#### [Deine Aufgaben]
a) Beantworte die folgenden Fragen mithilfe des Textauszugs.
(i) Seit welchem Werk wird die Diskussion um Ungleichheit, Armut und öffentliche Schulden in Deutschland breit geführt?
(ii) Unter welchem Stichwort stand das Verhältnis zwischen Arbeit und Kapital Mitte des 19. Jahrhunderts am Anfang der Katholischen Soziallehre?
(iii) Was bezeichnet „Vermögen“ laut dem Textauszug über etwas monetär Messbares hinaus?
b) Schreibe aus dem Textauszug den Abschnitt wortgetreu ab, der mit „4.1 Wohlstandsgefälle und“ beginnt und mit „soll erläutert werden.“ endet.

Die Diskussion um Einkommens- und Vermögensungleichheit, Armut und öffentliche Schulden wird in Deutschland seit Thomas Pikettys „Kapital im 21. Jahrhundert“ (2014a) breit geführt, weshalb die folgenden Ausführungen auf das Nötigste beschränkt sein können.

4.1 Wohlstandsgefälle und Armut

Zunächst muss unterschieden werden zwischen (Markt-)Einkommensund Vermögensungleichheit, was gerade für Deutschland sehr wichtig ist. Zum einen greift es alte Themen in neuem Gewand auf – etwa das Verhältnis zwischen Arbeit und Kapital, das Mitte des 19. Jahrhunderts unter dem Stichwort „die soziale Frage“ am Anfang der Katholischen Soziallehre stand. Zum Zweiten verdeutlicht es, dass „Vermögen“ eben nicht nur irgendetwas monetär Messbares ist, sondern darüber hinaus bezeichnet, dass sein Inhaber etwas „vermag“, ohne dass andere ihm ein Gegengewicht entgegensetzen könnten. Dies soll erläutert werden.

#### [Die Daten]

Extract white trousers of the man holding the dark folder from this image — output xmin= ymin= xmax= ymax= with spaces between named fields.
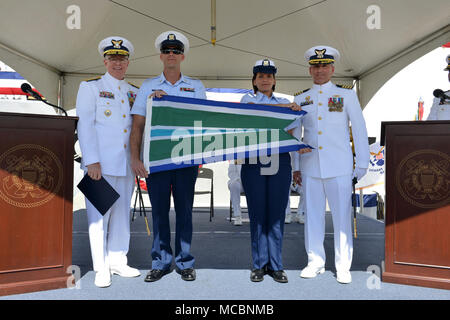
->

#### [Die Lösungen]
a)
(i) Sie wird seit Thomas Pikettys „Kapital im 21. Jahrhundert“ (2014a) breit geführt.
(ii) Es stand unter dem Stichwort „die soziale Frage“.
(iii) Es bezeichnet, dass sein Inhaber etwas „vermag“, ohne dass andere ihm ein Gegengewicht entgegensetzen könnten.

b)
4.1 Wohlstandsgefälle und Armut

Zunächst muss unterschieden werden zwischen (Markt-)Einkommensund Vermögensungleichheit, was gerade für Deutschland sehr wichtig ist. Zum einen greift es alte Themen in neuem Gewand auf – etwa das Verhältnis zwischen Arbeit und Kapital, das Mitte des 19. Jahrhunderts unter dem Stichwort „die soziale Frage“ am Anfang der Katholischen Soziallehre stand. Zum Zweiten verdeutlicht es, dass „Vermögen“ eben nicht nur irgendetwas monetär Messbares ist, sondern darüber hinaus bezeichnet, dass sein Inhaber etwas „vermag“, ohne dass andere ihm ein Gegengewicht entgegensetzen könnten. Dies soll erläutert werden.